PROMPT >> Which lines in the records contain the string "cargo", with case significant? Locate each one and copy it out.

MATERIAL FOR THE TASK >>
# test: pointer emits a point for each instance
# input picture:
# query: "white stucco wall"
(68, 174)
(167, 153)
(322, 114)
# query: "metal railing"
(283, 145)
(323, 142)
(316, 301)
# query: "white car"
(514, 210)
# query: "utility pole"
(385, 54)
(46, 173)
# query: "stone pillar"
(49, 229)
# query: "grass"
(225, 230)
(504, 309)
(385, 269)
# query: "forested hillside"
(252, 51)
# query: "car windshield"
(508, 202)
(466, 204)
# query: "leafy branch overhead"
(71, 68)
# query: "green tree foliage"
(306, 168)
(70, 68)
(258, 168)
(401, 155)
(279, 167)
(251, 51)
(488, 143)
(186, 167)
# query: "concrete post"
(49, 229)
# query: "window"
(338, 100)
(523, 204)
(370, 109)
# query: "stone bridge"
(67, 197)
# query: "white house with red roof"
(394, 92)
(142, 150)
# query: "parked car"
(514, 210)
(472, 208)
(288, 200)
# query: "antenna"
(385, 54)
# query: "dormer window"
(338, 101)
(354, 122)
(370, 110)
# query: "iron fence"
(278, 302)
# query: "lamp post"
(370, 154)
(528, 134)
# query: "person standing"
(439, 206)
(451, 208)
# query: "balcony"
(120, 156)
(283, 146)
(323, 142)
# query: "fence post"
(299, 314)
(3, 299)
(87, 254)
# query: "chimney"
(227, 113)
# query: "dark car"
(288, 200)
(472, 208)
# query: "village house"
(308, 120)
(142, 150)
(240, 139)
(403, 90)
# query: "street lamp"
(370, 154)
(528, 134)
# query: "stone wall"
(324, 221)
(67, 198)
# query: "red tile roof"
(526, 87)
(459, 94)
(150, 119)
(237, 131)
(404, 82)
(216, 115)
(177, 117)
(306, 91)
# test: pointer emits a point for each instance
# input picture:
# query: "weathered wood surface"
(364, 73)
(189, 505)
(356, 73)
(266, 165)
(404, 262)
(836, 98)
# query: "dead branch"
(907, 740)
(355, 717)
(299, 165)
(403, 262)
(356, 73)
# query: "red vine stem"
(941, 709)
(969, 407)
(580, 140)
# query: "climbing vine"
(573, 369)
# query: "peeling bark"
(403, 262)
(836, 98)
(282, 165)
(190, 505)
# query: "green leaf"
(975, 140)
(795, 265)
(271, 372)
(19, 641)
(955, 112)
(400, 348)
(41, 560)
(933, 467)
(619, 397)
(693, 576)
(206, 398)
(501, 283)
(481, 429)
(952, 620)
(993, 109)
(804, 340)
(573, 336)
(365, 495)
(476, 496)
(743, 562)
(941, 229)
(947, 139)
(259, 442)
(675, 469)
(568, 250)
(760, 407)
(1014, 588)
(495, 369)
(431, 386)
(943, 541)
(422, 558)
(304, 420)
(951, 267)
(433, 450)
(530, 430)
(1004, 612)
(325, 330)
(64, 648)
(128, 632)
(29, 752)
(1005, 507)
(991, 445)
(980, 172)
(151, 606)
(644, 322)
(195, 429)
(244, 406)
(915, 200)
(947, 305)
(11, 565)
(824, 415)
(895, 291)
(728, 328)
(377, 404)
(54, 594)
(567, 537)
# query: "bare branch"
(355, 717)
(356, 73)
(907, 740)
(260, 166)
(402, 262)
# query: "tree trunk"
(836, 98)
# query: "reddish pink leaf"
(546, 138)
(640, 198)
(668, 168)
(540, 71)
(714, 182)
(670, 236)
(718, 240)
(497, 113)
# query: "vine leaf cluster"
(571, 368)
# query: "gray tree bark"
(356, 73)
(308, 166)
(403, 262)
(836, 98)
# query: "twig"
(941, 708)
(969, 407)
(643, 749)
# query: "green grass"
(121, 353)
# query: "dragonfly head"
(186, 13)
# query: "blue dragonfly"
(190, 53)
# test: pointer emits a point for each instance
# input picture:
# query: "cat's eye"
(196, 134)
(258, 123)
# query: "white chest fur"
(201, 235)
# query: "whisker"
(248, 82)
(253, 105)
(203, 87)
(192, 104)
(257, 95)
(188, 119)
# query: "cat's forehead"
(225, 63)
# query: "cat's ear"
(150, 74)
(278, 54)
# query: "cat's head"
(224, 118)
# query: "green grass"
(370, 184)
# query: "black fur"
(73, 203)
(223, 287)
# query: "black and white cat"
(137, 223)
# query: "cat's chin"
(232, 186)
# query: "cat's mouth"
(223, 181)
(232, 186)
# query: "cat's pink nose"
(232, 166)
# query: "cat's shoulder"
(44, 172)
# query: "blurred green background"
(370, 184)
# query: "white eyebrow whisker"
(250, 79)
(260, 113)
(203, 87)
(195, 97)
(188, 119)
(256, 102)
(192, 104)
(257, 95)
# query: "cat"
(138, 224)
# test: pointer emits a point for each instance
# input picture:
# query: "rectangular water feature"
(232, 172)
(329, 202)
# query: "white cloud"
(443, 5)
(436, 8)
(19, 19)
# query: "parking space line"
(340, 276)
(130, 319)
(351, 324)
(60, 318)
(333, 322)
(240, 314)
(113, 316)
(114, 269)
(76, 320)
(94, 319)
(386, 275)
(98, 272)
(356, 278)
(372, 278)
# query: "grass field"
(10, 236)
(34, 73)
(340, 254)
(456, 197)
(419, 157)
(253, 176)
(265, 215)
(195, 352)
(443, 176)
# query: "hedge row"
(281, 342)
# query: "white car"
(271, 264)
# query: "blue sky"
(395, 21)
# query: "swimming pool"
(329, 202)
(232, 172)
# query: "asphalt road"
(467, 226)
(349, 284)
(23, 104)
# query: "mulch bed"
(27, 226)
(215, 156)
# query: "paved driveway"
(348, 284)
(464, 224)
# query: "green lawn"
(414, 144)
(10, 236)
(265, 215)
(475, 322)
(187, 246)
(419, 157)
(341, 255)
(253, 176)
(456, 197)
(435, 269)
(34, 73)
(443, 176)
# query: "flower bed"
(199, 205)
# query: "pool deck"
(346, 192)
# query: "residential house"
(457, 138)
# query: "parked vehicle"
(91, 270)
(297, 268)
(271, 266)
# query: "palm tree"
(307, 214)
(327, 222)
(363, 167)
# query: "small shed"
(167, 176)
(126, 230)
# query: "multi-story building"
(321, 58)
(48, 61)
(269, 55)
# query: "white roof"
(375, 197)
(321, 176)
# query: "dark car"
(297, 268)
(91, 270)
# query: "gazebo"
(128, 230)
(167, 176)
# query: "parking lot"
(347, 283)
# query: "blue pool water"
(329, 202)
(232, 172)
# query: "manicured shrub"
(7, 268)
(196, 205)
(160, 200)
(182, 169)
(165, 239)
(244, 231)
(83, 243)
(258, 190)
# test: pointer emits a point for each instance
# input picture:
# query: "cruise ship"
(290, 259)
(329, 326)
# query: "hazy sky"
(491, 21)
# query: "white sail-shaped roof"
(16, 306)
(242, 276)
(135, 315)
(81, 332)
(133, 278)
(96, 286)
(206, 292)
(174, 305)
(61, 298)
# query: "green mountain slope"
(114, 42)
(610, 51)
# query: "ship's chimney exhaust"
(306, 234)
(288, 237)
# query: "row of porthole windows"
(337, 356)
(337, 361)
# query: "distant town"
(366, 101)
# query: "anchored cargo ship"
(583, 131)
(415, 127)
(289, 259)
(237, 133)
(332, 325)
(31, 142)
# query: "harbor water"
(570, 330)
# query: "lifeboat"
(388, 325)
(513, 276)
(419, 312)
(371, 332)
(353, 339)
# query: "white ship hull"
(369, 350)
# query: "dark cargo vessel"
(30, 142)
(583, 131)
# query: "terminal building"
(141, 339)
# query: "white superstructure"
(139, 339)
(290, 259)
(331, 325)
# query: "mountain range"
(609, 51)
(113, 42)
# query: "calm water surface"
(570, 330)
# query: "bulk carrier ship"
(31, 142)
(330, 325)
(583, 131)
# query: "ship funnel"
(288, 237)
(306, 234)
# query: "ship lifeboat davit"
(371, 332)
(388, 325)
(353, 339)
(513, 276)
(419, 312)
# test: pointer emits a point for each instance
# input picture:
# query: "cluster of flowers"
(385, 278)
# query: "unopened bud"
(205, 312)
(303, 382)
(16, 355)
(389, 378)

RESPONSE TO THE EXERCISE >>
# query: "anchored cargo ship"
# query: "dark cargo vessel"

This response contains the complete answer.